CHALLENGE:
Pick out every line in the entries below that contains the word "Target", and copy each of those lines in full.

----

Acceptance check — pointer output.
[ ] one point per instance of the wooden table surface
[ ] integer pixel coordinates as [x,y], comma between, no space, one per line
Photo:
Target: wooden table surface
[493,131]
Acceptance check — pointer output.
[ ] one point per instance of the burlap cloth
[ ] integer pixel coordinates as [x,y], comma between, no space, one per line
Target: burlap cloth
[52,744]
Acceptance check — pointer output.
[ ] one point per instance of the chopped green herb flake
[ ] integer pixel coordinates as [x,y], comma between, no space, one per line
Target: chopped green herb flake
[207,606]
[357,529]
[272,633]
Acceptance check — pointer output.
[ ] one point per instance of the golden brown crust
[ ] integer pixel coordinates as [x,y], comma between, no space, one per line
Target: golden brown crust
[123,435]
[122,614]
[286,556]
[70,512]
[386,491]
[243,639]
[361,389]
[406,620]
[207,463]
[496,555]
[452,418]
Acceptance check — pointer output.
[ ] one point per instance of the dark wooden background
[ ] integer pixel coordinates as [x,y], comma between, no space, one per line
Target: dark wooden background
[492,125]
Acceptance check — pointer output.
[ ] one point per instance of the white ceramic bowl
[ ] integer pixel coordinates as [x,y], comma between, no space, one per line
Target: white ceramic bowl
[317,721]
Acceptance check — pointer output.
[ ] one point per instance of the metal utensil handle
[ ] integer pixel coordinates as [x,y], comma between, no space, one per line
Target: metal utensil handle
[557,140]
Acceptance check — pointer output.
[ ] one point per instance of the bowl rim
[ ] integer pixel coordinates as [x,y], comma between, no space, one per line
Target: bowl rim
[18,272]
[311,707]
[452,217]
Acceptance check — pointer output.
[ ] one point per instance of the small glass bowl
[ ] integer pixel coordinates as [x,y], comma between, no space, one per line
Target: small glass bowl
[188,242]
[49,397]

----

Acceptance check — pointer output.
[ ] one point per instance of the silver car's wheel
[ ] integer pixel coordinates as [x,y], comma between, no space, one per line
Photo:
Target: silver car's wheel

----

ANSWER IN FULL:
Target: wooden table surface
Target: burlap cloth
Target: chopped green herb flake
Target: golden brown crust
Target: dark wooden background
Target: white ceramic bowl
Target: metal utensil handle
Target: bowl rim
Target: small glass bowl
Target: silver car's wheel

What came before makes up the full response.